Extract every line in the listing below that contains the word "bounding", copying each one in full.
------
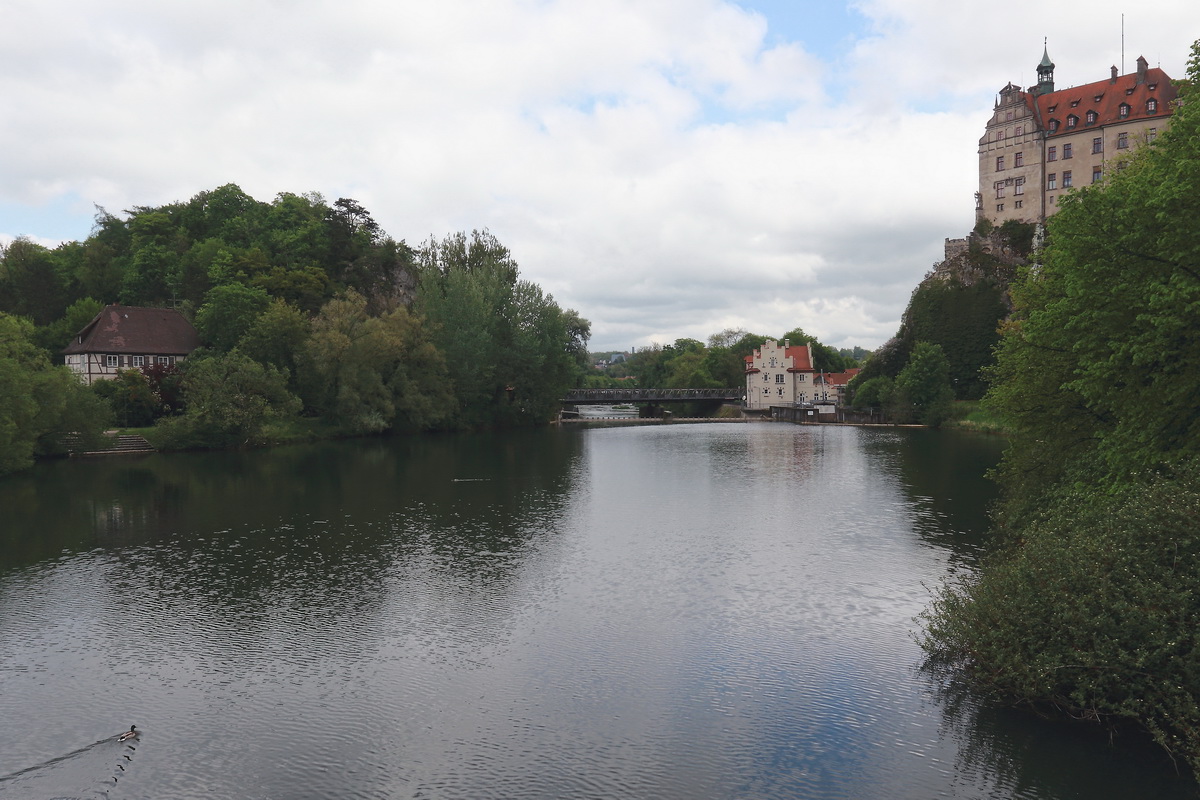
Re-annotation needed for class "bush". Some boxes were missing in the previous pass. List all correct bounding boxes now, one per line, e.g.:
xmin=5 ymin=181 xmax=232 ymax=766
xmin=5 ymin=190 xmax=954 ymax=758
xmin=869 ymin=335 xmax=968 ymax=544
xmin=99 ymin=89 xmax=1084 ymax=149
xmin=922 ymin=469 xmax=1200 ymax=772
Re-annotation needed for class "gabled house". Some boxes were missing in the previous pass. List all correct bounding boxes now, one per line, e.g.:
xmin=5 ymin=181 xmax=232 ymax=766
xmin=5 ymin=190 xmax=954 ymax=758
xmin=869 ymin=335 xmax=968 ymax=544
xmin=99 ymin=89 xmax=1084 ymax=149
xmin=62 ymin=303 xmax=200 ymax=385
xmin=745 ymin=339 xmax=817 ymax=410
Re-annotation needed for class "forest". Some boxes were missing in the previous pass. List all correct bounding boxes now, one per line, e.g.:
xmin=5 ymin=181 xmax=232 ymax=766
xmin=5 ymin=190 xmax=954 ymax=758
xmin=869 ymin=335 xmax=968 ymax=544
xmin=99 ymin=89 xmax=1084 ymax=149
xmin=0 ymin=184 xmax=590 ymax=474
xmin=923 ymin=42 xmax=1200 ymax=774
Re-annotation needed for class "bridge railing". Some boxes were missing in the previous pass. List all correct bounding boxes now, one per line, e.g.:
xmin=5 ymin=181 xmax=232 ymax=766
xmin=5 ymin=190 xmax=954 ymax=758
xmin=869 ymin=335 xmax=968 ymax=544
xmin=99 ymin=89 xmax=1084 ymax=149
xmin=563 ymin=389 xmax=745 ymax=403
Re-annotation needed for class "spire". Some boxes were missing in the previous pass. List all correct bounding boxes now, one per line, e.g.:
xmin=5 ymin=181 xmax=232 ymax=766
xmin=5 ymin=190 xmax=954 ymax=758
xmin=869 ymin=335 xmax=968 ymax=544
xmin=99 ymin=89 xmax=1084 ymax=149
xmin=1037 ymin=40 xmax=1054 ymax=95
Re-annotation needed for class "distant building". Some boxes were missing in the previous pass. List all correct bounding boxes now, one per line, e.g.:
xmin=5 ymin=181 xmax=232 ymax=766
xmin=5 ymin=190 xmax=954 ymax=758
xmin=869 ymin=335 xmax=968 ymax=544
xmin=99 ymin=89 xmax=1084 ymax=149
xmin=976 ymin=50 xmax=1177 ymax=224
xmin=62 ymin=305 xmax=200 ymax=385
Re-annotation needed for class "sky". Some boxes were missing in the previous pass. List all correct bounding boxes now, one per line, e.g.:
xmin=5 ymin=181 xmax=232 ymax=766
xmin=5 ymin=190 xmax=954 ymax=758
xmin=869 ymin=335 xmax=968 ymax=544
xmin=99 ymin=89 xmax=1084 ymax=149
xmin=0 ymin=0 xmax=1200 ymax=351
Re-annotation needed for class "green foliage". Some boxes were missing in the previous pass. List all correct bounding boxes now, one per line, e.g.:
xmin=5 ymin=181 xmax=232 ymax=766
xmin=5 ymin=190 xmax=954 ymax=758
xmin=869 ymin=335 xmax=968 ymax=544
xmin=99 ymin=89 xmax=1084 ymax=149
xmin=922 ymin=470 xmax=1200 ymax=771
xmin=155 ymin=350 xmax=300 ymax=449
xmin=896 ymin=279 xmax=1008 ymax=399
xmin=196 ymin=283 xmax=271 ymax=353
xmin=892 ymin=342 xmax=954 ymax=428
xmin=0 ymin=313 xmax=108 ymax=475
xmin=924 ymin=42 xmax=1200 ymax=771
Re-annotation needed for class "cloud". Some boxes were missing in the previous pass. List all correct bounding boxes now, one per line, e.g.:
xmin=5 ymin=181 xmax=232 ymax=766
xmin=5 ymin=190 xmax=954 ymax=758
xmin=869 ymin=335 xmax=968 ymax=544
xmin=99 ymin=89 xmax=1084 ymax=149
------
Solution for this problem |
Re-annotation needed for class "bush". Some boxes were missing in the previous pass. List all correct bounding boxes now, one per line, e.g.:
Re-annotation needed for class "gabled house". Some boxes were missing in the previous pass. List all correct bounding boxes now, one per line, e.g.:
Re-annotation needed for class "forest". Some boxes were missing in the previous pass. List all correct bounding boxes now, one per line, e.g.:
Re-annotation needed for class "bridge railing". Some boxes were missing in the previous pass. List all correct bounding boxes now, one per line, e.g.:
Re-annotation needed for class "spire". Some boxes were missing in the previous pass. List all correct bounding boxes now, one per line, e.g.:
Re-annotation needed for class "distant building". Some boxes were missing in the previous pass. List all correct bounding boxes now, one per line, e.g.:
Re-annotation needed for class "sky". Some boxes were missing in the previous pass. List all correct bounding boxes now, one per line, e.g.:
Re-annotation needed for class "green foliage". Some boxes were missing in the previous pass. List all correct bounding boxes now, one per line, e.g.:
Re-annotation needed for class "cloud". Some boxes were missing in the previous pass. List all correct bounding boxes now, one per line, e.g.:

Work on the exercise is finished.